◆ **What you are asked to do**
Collect every line of the material below that contains the string "frame", and copy each one in full.

◆ **Entries from a pointing dataset**
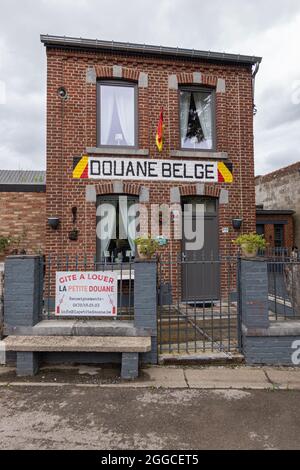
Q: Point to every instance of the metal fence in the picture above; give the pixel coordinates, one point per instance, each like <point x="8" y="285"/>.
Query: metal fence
<point x="206" y="321"/>
<point x="70" y="263"/>
<point x="283" y="288"/>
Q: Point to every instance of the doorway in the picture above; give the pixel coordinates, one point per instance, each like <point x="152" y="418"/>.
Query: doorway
<point x="200" y="267"/>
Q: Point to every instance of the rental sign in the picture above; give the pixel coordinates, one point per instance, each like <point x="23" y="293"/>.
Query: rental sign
<point x="154" y="170"/>
<point x="86" y="294"/>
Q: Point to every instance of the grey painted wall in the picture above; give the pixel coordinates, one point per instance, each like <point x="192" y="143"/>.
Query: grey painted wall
<point x="264" y="342"/>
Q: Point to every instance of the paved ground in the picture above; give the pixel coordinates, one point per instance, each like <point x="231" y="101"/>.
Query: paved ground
<point x="89" y="408"/>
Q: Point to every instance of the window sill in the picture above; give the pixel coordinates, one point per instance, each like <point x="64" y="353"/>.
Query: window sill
<point x="199" y="154"/>
<point x="117" y="151"/>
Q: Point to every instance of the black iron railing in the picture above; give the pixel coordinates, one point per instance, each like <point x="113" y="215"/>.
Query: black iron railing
<point x="197" y="306"/>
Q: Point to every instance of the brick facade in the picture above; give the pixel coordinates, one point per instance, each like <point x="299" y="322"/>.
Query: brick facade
<point x="22" y="216"/>
<point x="72" y="129"/>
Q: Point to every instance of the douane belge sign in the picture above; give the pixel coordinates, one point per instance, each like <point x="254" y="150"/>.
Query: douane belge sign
<point x="153" y="170"/>
<point x="86" y="294"/>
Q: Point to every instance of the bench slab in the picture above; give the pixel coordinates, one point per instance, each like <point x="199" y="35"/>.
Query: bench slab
<point x="122" y="344"/>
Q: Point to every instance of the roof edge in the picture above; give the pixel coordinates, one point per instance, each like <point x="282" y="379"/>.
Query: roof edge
<point x="80" y="43"/>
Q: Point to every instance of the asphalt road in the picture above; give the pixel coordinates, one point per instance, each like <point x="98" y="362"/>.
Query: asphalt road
<point x="87" y="417"/>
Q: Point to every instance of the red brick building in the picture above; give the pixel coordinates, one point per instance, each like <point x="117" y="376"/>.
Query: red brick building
<point x="23" y="210"/>
<point x="103" y="105"/>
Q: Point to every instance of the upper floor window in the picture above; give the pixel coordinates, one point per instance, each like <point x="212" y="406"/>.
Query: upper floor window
<point x="117" y="114"/>
<point x="196" y="119"/>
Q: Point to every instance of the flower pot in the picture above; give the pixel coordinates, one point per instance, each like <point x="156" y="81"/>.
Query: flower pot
<point x="142" y="255"/>
<point x="247" y="252"/>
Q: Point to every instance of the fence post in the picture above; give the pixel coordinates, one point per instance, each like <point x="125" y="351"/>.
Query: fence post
<point x="254" y="293"/>
<point x="23" y="294"/>
<point x="145" y="303"/>
<point x="1" y="304"/>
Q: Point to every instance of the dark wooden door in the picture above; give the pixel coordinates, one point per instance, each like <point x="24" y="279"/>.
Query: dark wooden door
<point x="200" y="268"/>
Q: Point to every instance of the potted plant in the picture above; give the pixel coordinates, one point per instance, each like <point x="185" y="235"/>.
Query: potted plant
<point x="146" y="247"/>
<point x="250" y="243"/>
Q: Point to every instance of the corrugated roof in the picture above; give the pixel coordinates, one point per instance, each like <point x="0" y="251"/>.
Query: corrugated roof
<point x="127" y="47"/>
<point x="22" y="177"/>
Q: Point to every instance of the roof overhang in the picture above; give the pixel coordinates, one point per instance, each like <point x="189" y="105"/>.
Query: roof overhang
<point x="64" y="42"/>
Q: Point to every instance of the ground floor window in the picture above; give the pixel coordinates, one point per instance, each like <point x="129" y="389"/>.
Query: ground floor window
<point x="278" y="236"/>
<point x="115" y="228"/>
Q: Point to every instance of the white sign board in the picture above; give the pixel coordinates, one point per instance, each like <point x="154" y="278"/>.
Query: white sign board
<point x="86" y="294"/>
<point x="154" y="170"/>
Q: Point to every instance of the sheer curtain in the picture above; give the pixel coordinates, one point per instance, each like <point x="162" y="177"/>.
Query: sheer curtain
<point x="203" y="107"/>
<point x="127" y="227"/>
<point x="107" y="107"/>
<point x="107" y="225"/>
<point x="125" y="106"/>
<point x="185" y="99"/>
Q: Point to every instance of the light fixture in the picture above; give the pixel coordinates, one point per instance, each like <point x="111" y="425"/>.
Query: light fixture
<point x="237" y="223"/>
<point x="53" y="222"/>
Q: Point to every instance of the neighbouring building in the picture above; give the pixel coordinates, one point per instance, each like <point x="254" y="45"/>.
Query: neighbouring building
<point x="104" y="101"/>
<point x="277" y="226"/>
<point x="278" y="196"/>
<point x="23" y="210"/>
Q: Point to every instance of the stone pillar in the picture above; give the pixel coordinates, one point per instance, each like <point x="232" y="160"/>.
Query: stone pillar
<point x="23" y="295"/>
<point x="1" y="305"/>
<point x="145" y="303"/>
<point x="254" y="293"/>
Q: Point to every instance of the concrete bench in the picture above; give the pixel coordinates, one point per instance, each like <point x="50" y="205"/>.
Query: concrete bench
<point x="29" y="347"/>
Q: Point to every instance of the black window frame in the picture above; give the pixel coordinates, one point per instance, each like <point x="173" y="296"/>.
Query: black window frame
<point x="123" y="83"/>
<point x="279" y="227"/>
<point x="212" y="92"/>
<point x="111" y="198"/>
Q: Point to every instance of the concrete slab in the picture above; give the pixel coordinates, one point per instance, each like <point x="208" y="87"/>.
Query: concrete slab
<point x="224" y="377"/>
<point x="6" y="370"/>
<point x="155" y="377"/>
<point x="166" y="377"/>
<point x="79" y="328"/>
<point x="285" y="379"/>
<point x="78" y="344"/>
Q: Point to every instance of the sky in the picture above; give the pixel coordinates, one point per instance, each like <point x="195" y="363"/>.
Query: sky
<point x="267" y="28"/>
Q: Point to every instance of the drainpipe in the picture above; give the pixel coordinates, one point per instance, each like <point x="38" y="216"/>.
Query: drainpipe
<point x="254" y="73"/>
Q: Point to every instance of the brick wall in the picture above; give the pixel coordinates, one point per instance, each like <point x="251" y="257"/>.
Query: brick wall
<point x="22" y="215"/>
<point x="72" y="126"/>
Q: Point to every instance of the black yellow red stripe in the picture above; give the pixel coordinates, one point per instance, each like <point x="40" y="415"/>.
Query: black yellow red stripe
<point x="225" y="172"/>
<point x="81" y="167"/>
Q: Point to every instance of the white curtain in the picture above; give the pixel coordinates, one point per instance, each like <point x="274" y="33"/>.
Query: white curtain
<point x="132" y="218"/>
<point x="127" y="225"/>
<point x="185" y="100"/>
<point x="107" y="225"/>
<point x="204" y="113"/>
<point x="125" y="107"/>
<point x="107" y="107"/>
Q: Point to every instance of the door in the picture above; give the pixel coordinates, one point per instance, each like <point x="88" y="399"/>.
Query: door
<point x="201" y="268"/>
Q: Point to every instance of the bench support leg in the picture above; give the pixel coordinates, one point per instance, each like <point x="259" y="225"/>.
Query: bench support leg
<point x="27" y="363"/>
<point x="130" y="365"/>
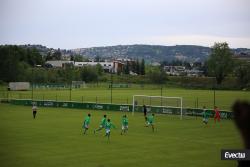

◆ **Exercise result**
Q: Point to every instance of the black window frame in the picture above; give the pixel coordinates, one point per instance, each like <point x="173" y="296"/>.
Query: black window frame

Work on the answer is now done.